EXERCISE INSTRUCTIONS:
Search term "above": please copy every line of the records below that contains it.

------ PROVIDED RECORDS

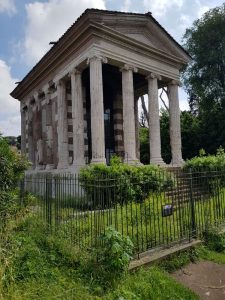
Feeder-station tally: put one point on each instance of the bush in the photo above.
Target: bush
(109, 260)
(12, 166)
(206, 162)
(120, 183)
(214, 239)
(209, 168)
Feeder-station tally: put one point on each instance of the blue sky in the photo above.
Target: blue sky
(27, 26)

------------
------ PROVIDED RECORDS

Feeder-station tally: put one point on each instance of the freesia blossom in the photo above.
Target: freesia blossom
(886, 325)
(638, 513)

------------

RESULT OF THE TASK:
Feeder-station tally: put one point on each instance of the bush in the photo above.
Feeder-station tally: put one point on each instance of the blue sky in the photo above.
Feeder-station tally: put one point on each instance of the freesia blossom in the photo above.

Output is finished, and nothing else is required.